**DIRECTIONS:** A full, exact copy of the records below is the required answer.

**Dataset entries:**
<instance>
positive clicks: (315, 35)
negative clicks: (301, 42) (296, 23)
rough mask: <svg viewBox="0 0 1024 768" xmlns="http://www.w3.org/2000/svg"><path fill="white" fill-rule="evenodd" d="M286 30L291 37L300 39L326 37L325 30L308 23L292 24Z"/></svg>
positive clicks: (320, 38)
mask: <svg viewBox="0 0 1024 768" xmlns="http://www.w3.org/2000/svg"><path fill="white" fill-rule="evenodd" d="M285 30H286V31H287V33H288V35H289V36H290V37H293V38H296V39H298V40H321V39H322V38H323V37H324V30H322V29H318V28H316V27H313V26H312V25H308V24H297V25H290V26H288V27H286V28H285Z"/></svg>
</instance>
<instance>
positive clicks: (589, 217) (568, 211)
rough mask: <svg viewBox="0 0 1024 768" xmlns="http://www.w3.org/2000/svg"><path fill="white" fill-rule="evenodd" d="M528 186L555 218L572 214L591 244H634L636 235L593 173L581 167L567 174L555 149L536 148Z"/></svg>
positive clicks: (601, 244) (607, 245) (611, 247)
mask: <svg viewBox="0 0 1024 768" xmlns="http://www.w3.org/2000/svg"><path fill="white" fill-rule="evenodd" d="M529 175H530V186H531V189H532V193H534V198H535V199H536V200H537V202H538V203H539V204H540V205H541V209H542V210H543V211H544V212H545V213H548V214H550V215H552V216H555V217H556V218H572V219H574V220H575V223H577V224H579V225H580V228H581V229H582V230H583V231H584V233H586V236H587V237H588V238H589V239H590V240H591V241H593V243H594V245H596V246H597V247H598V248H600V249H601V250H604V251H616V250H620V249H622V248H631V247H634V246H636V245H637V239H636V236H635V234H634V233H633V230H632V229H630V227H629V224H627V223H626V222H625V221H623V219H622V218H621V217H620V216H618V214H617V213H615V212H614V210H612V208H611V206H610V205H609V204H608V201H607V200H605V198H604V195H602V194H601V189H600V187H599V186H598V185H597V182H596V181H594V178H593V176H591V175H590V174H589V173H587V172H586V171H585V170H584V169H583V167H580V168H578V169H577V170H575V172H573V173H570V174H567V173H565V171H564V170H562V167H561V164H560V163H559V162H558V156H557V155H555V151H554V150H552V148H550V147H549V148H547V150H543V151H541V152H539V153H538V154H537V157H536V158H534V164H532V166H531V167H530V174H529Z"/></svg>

**TASK ANSWER:**
<instance>
positive clicks: (315, 35)
negative clicks: (301, 42) (296, 23)
rough mask: <svg viewBox="0 0 1024 768" xmlns="http://www.w3.org/2000/svg"><path fill="white" fill-rule="evenodd" d="M286 30L291 37L300 39L326 37L325 30L308 23L292 24Z"/></svg>
positive clicks: (320, 38)
mask: <svg viewBox="0 0 1024 768" xmlns="http://www.w3.org/2000/svg"><path fill="white" fill-rule="evenodd" d="M285 30H286V31H287V33H288V35H289V36H290V37H293V38H296V39H298V40H321V39H322V38H323V37H324V30H322V29H318V28H316V27H313V26H312V25H308V24H297V25H290V26H288V27H286V28H285Z"/></svg>
</instance>
<instance>
positive clicks: (589, 217) (568, 211)
rough mask: <svg viewBox="0 0 1024 768" xmlns="http://www.w3.org/2000/svg"><path fill="white" fill-rule="evenodd" d="M528 186L555 218L572 214L591 244H634L636 235L593 173L581 167L567 174L555 149L536 148Z"/></svg>
positive clicks: (601, 244) (607, 245) (611, 247)
mask: <svg viewBox="0 0 1024 768" xmlns="http://www.w3.org/2000/svg"><path fill="white" fill-rule="evenodd" d="M529 175H530V186H531V189H532V193H534V198H535V199H536V200H537V202H538V203H539V204H540V205H541V209H542V210H543V211H544V212H545V213H548V214H550V215H552V216H555V217H556V218H572V219H574V220H575V223H577V224H579V225H580V228H581V229H582V230H583V231H584V233H586V236H587V237H588V238H589V239H590V240H591V241H593V243H594V245H596V246H597V247H598V248H600V249H601V250H604V251H616V250H620V249H622V248H631V247H634V246H636V245H637V239H636V236H635V234H634V233H633V230H632V229H630V227H629V224H627V223H626V222H625V221H623V219H622V218H621V217H620V216H618V214H617V213H615V212H614V210H612V208H611V206H610V205H609V204H608V201H607V200H605V198H604V195H602V194H601V189H600V187H599V186H598V185H597V182H596V181H594V178H593V176H591V175H590V174H589V173H587V172H586V171H585V170H584V169H583V167H580V168H578V169H577V170H575V172H573V173H570V174H567V173H565V171H564V170H562V167H561V164H560V163H559V162H558V156H557V155H555V151H554V150H552V148H550V147H549V148H547V150H543V151H541V152H539V153H538V154H537V157H536V158H534V164H532V166H531V167H530V174H529Z"/></svg>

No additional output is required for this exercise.